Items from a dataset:

==============================

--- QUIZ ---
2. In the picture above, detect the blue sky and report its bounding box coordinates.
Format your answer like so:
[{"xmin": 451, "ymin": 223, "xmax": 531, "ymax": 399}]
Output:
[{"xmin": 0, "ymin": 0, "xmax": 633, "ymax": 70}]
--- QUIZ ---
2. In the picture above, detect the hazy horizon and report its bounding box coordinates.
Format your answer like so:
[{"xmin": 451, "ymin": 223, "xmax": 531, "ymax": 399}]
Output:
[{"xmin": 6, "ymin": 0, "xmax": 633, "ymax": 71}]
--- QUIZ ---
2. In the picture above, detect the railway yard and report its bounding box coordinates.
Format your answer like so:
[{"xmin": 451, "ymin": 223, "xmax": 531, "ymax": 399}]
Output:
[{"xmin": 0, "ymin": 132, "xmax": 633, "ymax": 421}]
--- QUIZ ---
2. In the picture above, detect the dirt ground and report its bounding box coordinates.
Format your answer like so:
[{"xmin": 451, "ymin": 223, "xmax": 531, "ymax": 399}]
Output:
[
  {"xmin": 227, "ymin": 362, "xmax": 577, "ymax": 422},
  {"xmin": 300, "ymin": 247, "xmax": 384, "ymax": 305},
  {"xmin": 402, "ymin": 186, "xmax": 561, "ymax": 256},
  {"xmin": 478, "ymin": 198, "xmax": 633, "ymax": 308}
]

==============================

Copy every row above verbatim, without altering any line.

WRITTEN REPLY:
--- QUIZ ---
2. In the picture above, detect the blue sky and report its bounding box coordinates.
Format your answer like so:
[{"xmin": 451, "ymin": 223, "xmax": 531, "ymax": 399}]
Output:
[{"xmin": 0, "ymin": 0, "xmax": 633, "ymax": 70}]
--- QUIZ ---
2. In the picture above, detect the hazy horizon and report its bounding box coordinates.
Format your answer like so:
[{"xmin": 451, "ymin": 223, "xmax": 531, "ymax": 399}]
Output:
[{"xmin": 6, "ymin": 0, "xmax": 633, "ymax": 71}]
--- QUIZ ---
2. In the picture above, detect the railway yard and report its bounding box coordinates.
Format your answer like so:
[{"xmin": 451, "ymin": 223, "xmax": 531, "ymax": 399}]
Output:
[{"xmin": 0, "ymin": 132, "xmax": 633, "ymax": 421}]
--- QUIZ ---
2. In the picture above, detect the dirt ground and report its bounding box coordinates.
Format your answer like so:
[{"xmin": 451, "ymin": 223, "xmax": 531, "ymax": 399}]
Output:
[
  {"xmin": 227, "ymin": 362, "xmax": 577, "ymax": 422},
  {"xmin": 300, "ymin": 247, "xmax": 384, "ymax": 305},
  {"xmin": 402, "ymin": 186, "xmax": 561, "ymax": 256},
  {"xmin": 478, "ymin": 198, "xmax": 633, "ymax": 308}
]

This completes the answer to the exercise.